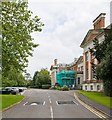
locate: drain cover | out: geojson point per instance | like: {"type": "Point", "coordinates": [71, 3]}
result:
{"type": "Point", "coordinates": [65, 102]}
{"type": "Point", "coordinates": [35, 103]}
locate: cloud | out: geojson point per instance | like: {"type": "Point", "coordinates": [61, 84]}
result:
{"type": "Point", "coordinates": [66, 24]}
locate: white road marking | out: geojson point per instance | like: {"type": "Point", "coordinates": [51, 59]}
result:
{"type": "Point", "coordinates": [33, 104]}
{"type": "Point", "coordinates": [25, 103]}
{"type": "Point", "coordinates": [50, 100]}
{"type": "Point", "coordinates": [51, 110]}
{"type": "Point", "coordinates": [90, 108]}
{"type": "Point", "coordinates": [75, 102]}
{"type": "Point", "coordinates": [56, 102]}
{"type": "Point", "coordinates": [44, 103]}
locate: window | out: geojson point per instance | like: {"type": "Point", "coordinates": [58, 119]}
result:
{"type": "Point", "coordinates": [81, 68]}
{"type": "Point", "coordinates": [93, 71]}
{"type": "Point", "coordinates": [78, 80]}
{"type": "Point", "coordinates": [86, 87]}
{"type": "Point", "coordinates": [91, 87]}
{"type": "Point", "coordinates": [86, 56]}
{"type": "Point", "coordinates": [87, 74]}
{"type": "Point", "coordinates": [98, 87]}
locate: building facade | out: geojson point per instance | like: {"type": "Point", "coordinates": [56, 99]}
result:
{"type": "Point", "coordinates": [89, 81]}
{"type": "Point", "coordinates": [79, 73]}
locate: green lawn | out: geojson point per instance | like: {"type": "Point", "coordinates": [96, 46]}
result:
{"type": "Point", "coordinates": [8, 100]}
{"type": "Point", "coordinates": [98, 97]}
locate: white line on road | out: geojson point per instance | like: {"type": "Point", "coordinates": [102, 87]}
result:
{"type": "Point", "coordinates": [100, 115]}
{"type": "Point", "coordinates": [51, 110]}
{"type": "Point", "coordinates": [44, 103]}
{"type": "Point", "coordinates": [50, 100]}
{"type": "Point", "coordinates": [75, 102]}
{"type": "Point", "coordinates": [25, 103]}
{"type": "Point", "coordinates": [57, 103]}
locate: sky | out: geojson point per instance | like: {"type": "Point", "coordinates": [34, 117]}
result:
{"type": "Point", "coordinates": [66, 24]}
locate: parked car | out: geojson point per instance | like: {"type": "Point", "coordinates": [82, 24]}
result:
{"type": "Point", "coordinates": [5, 91]}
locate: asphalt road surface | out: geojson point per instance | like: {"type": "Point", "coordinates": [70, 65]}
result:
{"type": "Point", "coordinates": [48, 104]}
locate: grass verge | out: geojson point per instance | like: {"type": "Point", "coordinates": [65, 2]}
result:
{"type": "Point", "coordinates": [8, 100]}
{"type": "Point", "coordinates": [98, 97]}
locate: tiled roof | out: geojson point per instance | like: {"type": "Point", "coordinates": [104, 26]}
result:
{"type": "Point", "coordinates": [91, 34]}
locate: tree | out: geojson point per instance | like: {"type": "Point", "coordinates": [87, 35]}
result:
{"type": "Point", "coordinates": [17, 26]}
{"type": "Point", "coordinates": [103, 53]}
{"type": "Point", "coordinates": [41, 78]}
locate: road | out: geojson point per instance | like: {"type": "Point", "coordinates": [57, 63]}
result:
{"type": "Point", "coordinates": [47, 104]}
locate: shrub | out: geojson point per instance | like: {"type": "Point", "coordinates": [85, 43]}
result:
{"type": "Point", "coordinates": [65, 88]}
{"type": "Point", "coordinates": [47, 86]}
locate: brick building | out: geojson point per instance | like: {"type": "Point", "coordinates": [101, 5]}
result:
{"type": "Point", "coordinates": [89, 81]}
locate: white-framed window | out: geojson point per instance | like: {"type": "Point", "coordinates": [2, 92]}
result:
{"type": "Point", "coordinates": [98, 87]}
{"type": "Point", "coordinates": [78, 80]}
{"type": "Point", "coordinates": [85, 87]}
{"type": "Point", "coordinates": [91, 87]}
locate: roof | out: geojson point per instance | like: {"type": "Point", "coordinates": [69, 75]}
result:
{"type": "Point", "coordinates": [80, 60]}
{"type": "Point", "coordinates": [99, 16]}
{"type": "Point", "coordinates": [91, 34]}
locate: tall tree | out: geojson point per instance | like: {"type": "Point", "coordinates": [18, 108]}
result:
{"type": "Point", "coordinates": [17, 43]}
{"type": "Point", "coordinates": [103, 53]}
{"type": "Point", "coordinates": [41, 78]}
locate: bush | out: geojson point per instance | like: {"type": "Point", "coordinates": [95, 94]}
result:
{"type": "Point", "coordinates": [53, 88]}
{"type": "Point", "coordinates": [58, 88]}
{"type": "Point", "coordinates": [47, 86]}
{"type": "Point", "coordinates": [65, 88]}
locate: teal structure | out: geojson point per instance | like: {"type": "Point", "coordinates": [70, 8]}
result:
{"type": "Point", "coordinates": [65, 77]}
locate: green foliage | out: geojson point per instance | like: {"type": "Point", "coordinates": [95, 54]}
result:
{"type": "Point", "coordinates": [13, 78]}
{"type": "Point", "coordinates": [103, 54]}
{"type": "Point", "coordinates": [47, 86]}
{"type": "Point", "coordinates": [41, 78]}
{"type": "Point", "coordinates": [17, 43]}
{"type": "Point", "coordinates": [98, 97]}
{"type": "Point", "coordinates": [65, 88]}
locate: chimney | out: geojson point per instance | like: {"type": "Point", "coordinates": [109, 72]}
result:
{"type": "Point", "coordinates": [55, 62]}
{"type": "Point", "coordinates": [110, 12]}
{"type": "Point", "coordinates": [99, 22]}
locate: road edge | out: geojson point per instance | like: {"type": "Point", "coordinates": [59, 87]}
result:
{"type": "Point", "coordinates": [13, 105]}
{"type": "Point", "coordinates": [90, 108]}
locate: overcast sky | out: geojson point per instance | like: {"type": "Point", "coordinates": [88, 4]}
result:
{"type": "Point", "coordinates": [66, 24]}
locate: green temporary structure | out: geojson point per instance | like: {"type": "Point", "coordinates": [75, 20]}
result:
{"type": "Point", "coordinates": [65, 77]}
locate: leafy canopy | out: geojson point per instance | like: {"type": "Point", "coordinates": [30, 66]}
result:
{"type": "Point", "coordinates": [17, 43]}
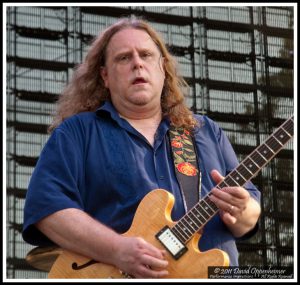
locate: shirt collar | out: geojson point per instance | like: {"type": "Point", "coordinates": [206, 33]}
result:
{"type": "Point", "coordinates": [108, 108]}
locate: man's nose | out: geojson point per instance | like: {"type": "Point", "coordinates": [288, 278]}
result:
{"type": "Point", "coordinates": [137, 61]}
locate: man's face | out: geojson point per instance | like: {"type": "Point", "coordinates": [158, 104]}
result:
{"type": "Point", "coordinates": [133, 71]}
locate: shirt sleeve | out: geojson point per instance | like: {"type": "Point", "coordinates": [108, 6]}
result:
{"type": "Point", "coordinates": [231, 162]}
{"type": "Point", "coordinates": [54, 184]}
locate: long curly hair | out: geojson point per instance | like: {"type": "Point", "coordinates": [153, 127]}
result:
{"type": "Point", "coordinates": [86, 90]}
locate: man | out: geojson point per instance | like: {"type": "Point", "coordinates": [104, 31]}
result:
{"type": "Point", "coordinates": [110, 147]}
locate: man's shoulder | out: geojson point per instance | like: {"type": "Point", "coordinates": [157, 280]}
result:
{"type": "Point", "coordinates": [78, 123]}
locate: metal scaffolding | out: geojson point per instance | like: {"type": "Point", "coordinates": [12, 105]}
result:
{"type": "Point", "coordinates": [238, 61]}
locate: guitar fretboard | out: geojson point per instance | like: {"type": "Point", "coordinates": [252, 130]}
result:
{"type": "Point", "coordinates": [205, 209]}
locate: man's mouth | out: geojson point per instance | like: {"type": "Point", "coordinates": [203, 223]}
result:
{"type": "Point", "coordinates": [139, 80]}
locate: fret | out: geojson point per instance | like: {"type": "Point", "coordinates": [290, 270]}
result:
{"type": "Point", "coordinates": [250, 165]}
{"type": "Point", "coordinates": [181, 232]}
{"type": "Point", "coordinates": [238, 177]}
{"type": "Point", "coordinates": [191, 223]}
{"type": "Point", "coordinates": [282, 136]}
{"type": "Point", "coordinates": [288, 126]}
{"type": "Point", "coordinates": [270, 149]}
{"type": "Point", "coordinates": [277, 140]}
{"type": "Point", "coordinates": [265, 152]}
{"type": "Point", "coordinates": [198, 222]}
{"type": "Point", "coordinates": [258, 159]}
{"type": "Point", "coordinates": [244, 171]}
{"type": "Point", "coordinates": [204, 213]}
{"type": "Point", "coordinates": [198, 216]}
{"type": "Point", "coordinates": [210, 202]}
{"type": "Point", "coordinates": [231, 182]}
{"type": "Point", "coordinates": [186, 227]}
{"type": "Point", "coordinates": [222, 185]}
{"type": "Point", "coordinates": [273, 144]}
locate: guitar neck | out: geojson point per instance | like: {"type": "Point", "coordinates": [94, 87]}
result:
{"type": "Point", "coordinates": [205, 209]}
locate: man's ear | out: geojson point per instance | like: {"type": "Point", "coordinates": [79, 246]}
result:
{"type": "Point", "coordinates": [103, 74]}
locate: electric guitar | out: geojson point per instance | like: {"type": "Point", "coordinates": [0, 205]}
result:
{"type": "Point", "coordinates": [152, 221]}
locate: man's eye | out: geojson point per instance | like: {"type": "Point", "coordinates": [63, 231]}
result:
{"type": "Point", "coordinates": [146, 55]}
{"type": "Point", "coordinates": [123, 58]}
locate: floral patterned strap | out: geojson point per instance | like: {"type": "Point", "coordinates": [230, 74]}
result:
{"type": "Point", "coordinates": [185, 159]}
{"type": "Point", "coordinates": [186, 165]}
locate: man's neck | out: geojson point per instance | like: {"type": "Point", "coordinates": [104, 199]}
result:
{"type": "Point", "coordinates": [146, 124]}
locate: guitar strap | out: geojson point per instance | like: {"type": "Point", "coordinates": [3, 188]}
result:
{"type": "Point", "coordinates": [186, 165]}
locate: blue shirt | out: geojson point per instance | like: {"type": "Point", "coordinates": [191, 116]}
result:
{"type": "Point", "coordinates": [97, 162]}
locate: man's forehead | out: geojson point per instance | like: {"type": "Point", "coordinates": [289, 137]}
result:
{"type": "Point", "coordinates": [129, 38]}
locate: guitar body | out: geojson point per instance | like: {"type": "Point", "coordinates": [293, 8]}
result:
{"type": "Point", "coordinates": [153, 213]}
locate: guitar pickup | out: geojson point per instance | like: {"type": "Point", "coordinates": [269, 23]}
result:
{"type": "Point", "coordinates": [171, 242]}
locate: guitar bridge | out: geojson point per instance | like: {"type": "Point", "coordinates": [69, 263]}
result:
{"type": "Point", "coordinates": [171, 242]}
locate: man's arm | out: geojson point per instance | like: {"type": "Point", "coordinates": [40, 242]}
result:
{"type": "Point", "coordinates": [76, 231]}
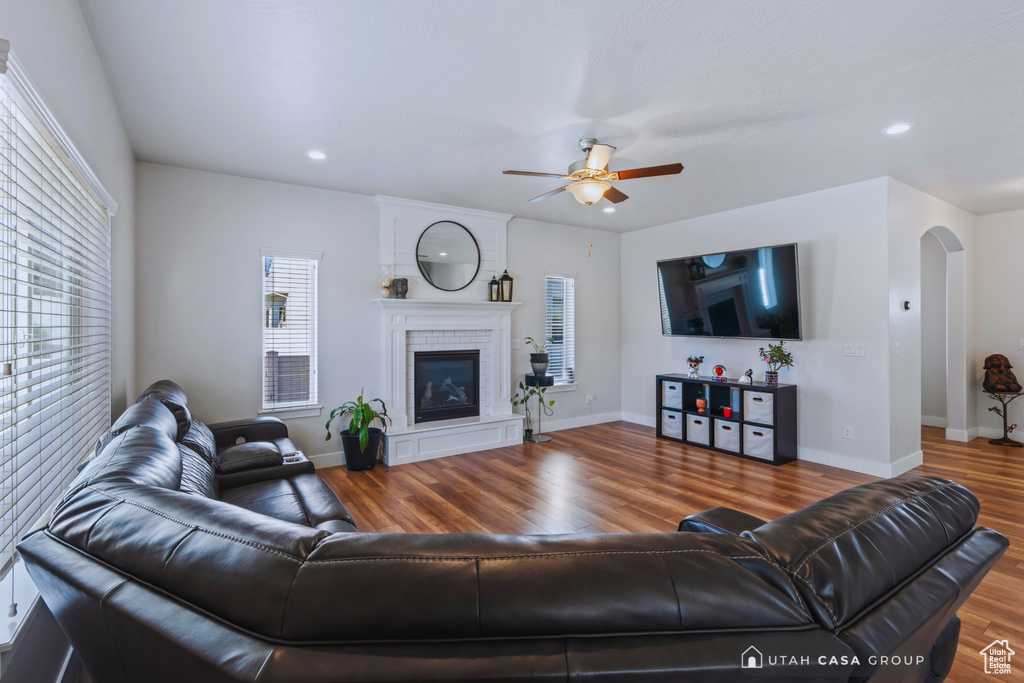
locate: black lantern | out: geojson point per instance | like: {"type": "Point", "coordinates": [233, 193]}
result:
{"type": "Point", "coordinates": [506, 287]}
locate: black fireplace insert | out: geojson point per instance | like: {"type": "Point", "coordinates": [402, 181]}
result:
{"type": "Point", "coordinates": [446, 385]}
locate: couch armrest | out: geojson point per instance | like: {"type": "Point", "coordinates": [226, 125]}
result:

» YOUR OBJECTIVE
Output exactly one stretch of the listing: from the line containing "locate: man's neck" through the line containing "locate: guitar pickup", both end lines included.

» TASK RESULT
locate: man's neck | out: geojson point per instance | like: {"type": "Point", "coordinates": [104, 199]}
result:
{"type": "Point", "coordinates": [146, 124]}
locate: guitar strap | out: geojson point per instance | like: {"type": "Point", "coordinates": [3, 188]}
result:
{"type": "Point", "coordinates": [186, 165]}
locate: blue shirt | out: geojson point per instance | like: {"type": "Point", "coordinates": [191, 116]}
result:
{"type": "Point", "coordinates": [97, 162]}
locate: man's forehead | out: geojson point per instance | like: {"type": "Point", "coordinates": [289, 137]}
result:
{"type": "Point", "coordinates": [129, 38]}
locate: guitar body | out: geojson point per instance | like: {"type": "Point", "coordinates": [293, 8]}
result:
{"type": "Point", "coordinates": [153, 213]}
locate: guitar pickup | out: geojson point per instance | like: {"type": "Point", "coordinates": [269, 23]}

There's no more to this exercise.